> **TASK OBJECTIVE**
Please reproduce the entire text on testing and verification steps below, word for word.

> **SOURCE DOCUMENT**
Lead writes: contract shells, shared files, integration tests, interface fixes. Lead does NOT write: layer-specific implementation or unit tests -- agents own those. Agents: Follow TDD independently, mark tasks completed, report blockers via SendMessage.
Step 4: Test
- • Write tests FIRST (TDD) or alongside implementation
- • Run full test suite using the command from your resolved config
- • Run linter using the command from your resolved config
- • Manual verification of acceptance criteria
Step 4.5: Verification Gate (MANDATORY)
Before claiming implementation is complete, verify with fresh evidence.
Iron Law: No completion claims without fresh verification evidence. If you haven't run the verification command in this message, you cannot claim it passes.
Run the full test suite and linter from your resolved config.
Report with evidence:
## Verification Evidence - Tests: [count] passing
[paste actual test output]
- Linter: 0 errors
[paste actual linter output]
- Acceptance criteria verified: - [x] Criterion 1 - [how verified] - [x] Criterion 2 - [how verified]
Red flags - STOP if any apply:
- •Using "should", "probably", "seems to work"
- •About to commit without running tests in this session
- •Trusting memory of a previous run
- •Saying "I'm confident" (confidence is not evidence)
Step 4.6: Spec Compliance Self-Check (MANDATORY)
Before PR creation, verify you built what was requested - nothing more, nothing less.
| Check | Question |
|---|---|
| Missing requirements | Did I implement everything in the spec? Re-read each requirement. |
| Extra work | Did I build only what was requested? No "while I'm here" additions? |
| Misunderstandings | Did I solve the right problem the right way? |
## Spec Compliance Check | Requirement | Implementation | Evidence | |-------------|----------------|----------| | [Requirement 1] | [What was built] | [Test that proves it] | **Over-engineering check:** - [ ] No unplanned features added beyond spec - [ ] No "while I'm here" additions - [ ] No unnecessary abstractions
Step 4.7: Deferred Work Tracking (MANDATORY)

Referring expression grounding data:
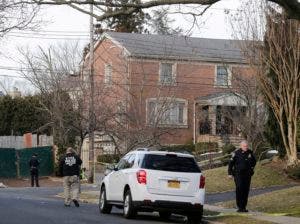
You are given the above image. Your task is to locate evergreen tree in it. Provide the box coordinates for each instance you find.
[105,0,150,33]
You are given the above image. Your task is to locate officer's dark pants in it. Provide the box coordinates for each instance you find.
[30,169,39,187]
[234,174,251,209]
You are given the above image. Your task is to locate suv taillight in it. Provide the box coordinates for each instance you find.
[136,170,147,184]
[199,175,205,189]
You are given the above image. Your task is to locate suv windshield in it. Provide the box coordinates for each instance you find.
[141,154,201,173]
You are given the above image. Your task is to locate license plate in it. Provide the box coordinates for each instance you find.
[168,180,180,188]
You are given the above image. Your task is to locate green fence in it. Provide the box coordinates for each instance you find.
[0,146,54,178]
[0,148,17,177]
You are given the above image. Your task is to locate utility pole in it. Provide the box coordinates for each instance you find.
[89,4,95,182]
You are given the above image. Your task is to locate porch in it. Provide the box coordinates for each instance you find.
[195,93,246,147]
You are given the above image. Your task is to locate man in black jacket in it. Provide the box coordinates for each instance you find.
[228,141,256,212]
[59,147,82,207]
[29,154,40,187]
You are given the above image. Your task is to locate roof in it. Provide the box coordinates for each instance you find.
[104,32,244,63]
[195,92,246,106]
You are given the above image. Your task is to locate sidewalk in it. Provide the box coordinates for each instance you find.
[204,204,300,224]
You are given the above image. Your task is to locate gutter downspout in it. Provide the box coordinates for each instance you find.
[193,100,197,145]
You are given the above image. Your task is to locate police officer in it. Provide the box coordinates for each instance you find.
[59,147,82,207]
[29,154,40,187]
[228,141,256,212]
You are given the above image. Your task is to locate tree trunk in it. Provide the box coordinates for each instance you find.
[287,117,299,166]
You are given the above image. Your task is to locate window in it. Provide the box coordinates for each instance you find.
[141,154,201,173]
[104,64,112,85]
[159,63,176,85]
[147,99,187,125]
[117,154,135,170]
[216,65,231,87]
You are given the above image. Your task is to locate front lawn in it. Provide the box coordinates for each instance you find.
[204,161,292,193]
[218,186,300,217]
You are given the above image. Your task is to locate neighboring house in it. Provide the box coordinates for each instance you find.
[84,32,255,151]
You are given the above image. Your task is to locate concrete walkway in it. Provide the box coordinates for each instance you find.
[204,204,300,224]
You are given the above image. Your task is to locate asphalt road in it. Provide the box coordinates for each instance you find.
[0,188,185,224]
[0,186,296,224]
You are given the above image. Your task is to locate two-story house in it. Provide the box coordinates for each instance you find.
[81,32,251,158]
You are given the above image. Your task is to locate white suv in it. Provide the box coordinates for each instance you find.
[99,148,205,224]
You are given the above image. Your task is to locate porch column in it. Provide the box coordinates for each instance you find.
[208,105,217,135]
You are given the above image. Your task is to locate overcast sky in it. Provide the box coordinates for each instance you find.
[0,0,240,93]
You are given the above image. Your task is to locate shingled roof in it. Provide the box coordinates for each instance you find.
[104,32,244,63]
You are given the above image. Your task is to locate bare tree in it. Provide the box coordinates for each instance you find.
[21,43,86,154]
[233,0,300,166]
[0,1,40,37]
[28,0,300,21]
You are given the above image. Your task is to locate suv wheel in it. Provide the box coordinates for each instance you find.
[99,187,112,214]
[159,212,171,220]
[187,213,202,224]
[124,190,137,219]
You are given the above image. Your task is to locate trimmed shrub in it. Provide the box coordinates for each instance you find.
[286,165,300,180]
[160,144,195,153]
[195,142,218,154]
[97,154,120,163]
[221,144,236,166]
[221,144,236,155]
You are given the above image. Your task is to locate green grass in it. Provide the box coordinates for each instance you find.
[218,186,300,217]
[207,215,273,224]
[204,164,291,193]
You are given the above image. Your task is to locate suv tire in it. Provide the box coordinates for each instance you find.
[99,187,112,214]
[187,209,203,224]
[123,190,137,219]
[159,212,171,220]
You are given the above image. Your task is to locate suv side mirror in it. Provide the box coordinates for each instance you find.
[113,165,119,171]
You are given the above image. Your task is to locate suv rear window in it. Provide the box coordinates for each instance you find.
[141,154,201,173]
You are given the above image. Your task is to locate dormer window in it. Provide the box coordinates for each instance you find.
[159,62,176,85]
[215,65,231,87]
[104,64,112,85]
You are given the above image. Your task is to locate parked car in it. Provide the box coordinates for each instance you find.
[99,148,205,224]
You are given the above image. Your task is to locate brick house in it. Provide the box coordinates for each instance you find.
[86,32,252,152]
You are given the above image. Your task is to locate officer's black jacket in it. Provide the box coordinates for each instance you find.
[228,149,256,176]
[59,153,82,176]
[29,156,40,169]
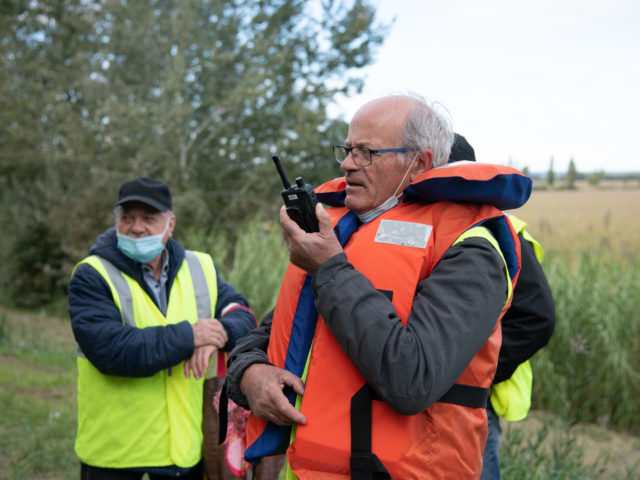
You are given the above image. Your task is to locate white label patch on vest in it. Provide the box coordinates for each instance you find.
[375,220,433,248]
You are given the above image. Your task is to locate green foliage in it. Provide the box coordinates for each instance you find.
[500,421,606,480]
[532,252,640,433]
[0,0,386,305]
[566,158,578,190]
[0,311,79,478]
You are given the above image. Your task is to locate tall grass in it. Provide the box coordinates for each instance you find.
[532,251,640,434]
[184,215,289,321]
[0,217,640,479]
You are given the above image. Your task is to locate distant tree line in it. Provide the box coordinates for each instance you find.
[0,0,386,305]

--

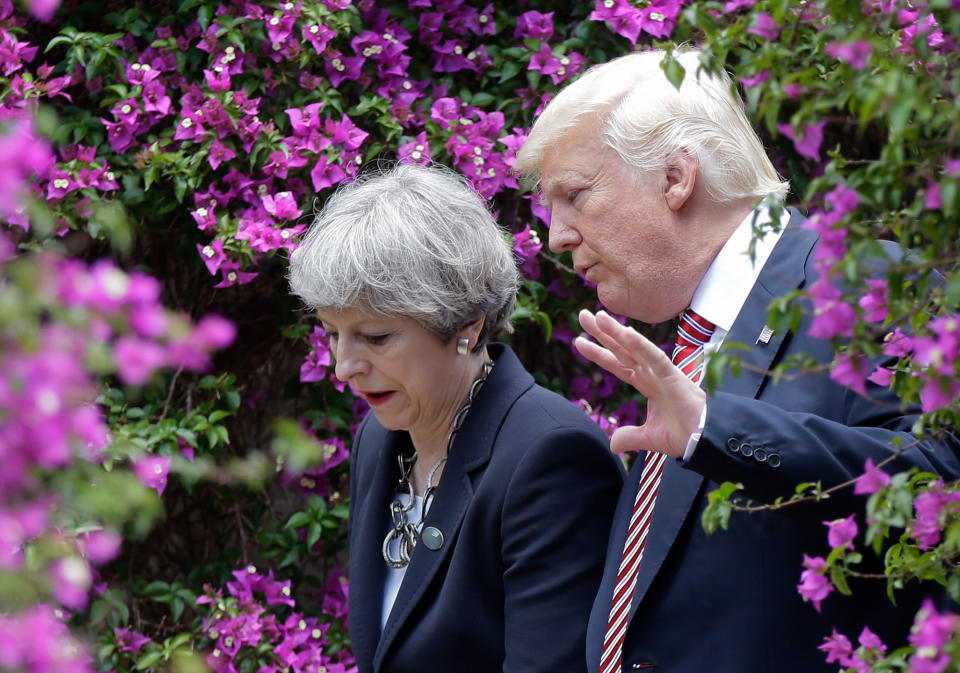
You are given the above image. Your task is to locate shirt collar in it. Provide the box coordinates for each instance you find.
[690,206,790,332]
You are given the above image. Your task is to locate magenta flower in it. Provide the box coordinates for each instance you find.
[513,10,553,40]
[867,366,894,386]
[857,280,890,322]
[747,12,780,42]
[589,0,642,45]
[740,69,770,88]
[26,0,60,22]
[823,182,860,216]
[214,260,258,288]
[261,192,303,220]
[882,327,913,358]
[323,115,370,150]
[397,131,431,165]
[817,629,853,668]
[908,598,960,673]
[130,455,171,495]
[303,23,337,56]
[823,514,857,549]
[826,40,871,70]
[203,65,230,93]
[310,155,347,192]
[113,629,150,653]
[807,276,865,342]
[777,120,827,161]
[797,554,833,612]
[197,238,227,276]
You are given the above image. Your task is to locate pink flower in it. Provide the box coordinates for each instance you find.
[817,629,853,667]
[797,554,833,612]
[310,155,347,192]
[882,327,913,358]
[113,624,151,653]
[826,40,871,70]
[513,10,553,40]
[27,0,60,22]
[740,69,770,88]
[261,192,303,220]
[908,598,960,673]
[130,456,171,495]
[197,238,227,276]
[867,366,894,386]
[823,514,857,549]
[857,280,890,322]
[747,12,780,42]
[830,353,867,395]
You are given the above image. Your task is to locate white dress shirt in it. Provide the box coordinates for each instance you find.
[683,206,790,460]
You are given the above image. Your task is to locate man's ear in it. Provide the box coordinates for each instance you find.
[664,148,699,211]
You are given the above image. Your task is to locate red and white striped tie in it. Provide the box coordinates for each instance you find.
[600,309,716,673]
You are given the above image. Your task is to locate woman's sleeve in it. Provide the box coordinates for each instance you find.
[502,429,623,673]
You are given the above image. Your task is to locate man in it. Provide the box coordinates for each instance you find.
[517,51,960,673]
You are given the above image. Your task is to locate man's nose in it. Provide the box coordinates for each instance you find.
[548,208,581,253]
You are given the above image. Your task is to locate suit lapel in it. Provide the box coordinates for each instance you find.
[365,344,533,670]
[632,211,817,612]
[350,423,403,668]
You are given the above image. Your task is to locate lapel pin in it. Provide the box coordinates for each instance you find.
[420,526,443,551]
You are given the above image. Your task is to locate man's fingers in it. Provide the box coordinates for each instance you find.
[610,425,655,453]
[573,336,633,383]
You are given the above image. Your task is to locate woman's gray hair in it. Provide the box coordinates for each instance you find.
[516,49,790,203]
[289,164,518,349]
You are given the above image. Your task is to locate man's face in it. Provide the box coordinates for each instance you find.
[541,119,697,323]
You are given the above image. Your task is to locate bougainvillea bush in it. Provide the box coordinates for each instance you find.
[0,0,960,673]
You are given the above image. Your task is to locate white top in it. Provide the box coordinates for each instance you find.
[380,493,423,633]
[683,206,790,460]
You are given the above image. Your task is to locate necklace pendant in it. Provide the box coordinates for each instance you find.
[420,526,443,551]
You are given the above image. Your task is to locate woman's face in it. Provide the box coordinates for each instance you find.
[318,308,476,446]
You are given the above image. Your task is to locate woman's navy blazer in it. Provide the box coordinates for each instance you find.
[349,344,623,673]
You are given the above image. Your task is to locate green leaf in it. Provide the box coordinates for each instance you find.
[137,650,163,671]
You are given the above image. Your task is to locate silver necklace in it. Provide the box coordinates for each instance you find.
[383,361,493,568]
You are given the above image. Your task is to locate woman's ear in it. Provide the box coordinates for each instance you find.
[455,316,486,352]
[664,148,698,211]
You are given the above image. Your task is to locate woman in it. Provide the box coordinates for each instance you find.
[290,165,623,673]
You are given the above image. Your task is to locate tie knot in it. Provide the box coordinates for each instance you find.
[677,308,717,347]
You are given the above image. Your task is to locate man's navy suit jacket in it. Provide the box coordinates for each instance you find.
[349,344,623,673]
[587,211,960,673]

...

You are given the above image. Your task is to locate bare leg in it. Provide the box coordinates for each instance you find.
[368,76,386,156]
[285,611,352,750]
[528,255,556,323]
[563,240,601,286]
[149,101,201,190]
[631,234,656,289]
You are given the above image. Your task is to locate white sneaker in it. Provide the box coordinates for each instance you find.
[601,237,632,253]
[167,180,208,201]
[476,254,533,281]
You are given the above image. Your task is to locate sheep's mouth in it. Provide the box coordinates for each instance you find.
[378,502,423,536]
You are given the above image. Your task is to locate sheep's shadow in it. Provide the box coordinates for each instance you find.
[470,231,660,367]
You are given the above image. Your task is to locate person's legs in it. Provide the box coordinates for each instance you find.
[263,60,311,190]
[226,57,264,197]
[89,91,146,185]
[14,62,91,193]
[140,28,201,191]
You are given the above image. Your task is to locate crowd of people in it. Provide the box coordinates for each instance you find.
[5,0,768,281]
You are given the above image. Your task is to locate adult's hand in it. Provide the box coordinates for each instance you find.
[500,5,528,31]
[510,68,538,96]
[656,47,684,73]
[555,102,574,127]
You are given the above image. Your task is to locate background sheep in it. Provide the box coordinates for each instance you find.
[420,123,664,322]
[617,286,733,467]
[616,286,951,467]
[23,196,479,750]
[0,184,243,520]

> **RESPONSE TO THIS EXERCISE**
Lead writes: contract shells, shared files, integration tests, interface fixes. Lead does NOT write: layer-specific implementation or unit tests -- agents own those. Agents: Follow TDD independently, mark tasks completed, report blockers via SendMessage.
Step 4: Test
- • Write tests FIRST (TDD) or alongside implementation
- • Run full test suite using the command from your resolved config
- • Run linter using the command from your resolved config
- • Manual verification of acceptance criteria
Step 4.5: Verification Gate (MANDATORY)
Before claiming implementation is complete, verify with fresh evidence.
Iron Law: No completion claims without fresh verification evidence. If you haven't run the verification command in this message, you cannot claim it passes.
Run the full test suite and linter from your resolved config.
Report with evidence:
## Verification Evidence - Tests: [count] passing
[paste actual test output]
- Linter: 0 errors
[paste actual linter output]
- Acceptance criteria verified: - [x] Criterion 1 - [how verified] - [x] Criterion 2 - [how verified]
Red flags - STOP if any apply:
- •Using "should", "probably", "seems to work"
- •About to commit without running tests in this session
- •Trusting memory of a previous run
- •Saying "I'm confident" (confidence is not evidence)
Step 4.6: Spec Compliance Self-Check (MANDATORY)
Before PR creation, verify you built what was requested - nothing more, nothing less.
| Check | Question |
|---|---|
| Missing requirements | Did I implement everything in the spec? Re-read each requirement. |
| Extra work | Did I build only what was requested? No "while I'm here" additions? |
| Misunderstandings | Did I solve the right problem the right way? |
## Spec Compliance Check | Requirement | Implementation | Evidence | |-------------|----------------|----------| | [Requirement 1] | [What was built] | [Test that proves it] | **Over-engineering check:** - [ ] No unplanned features added beyond spec - [ ] No "while I'm here" additions - [ ] No unnecessary abstractions
Step 4.7: Deferred Work Tracking (MANDATORY)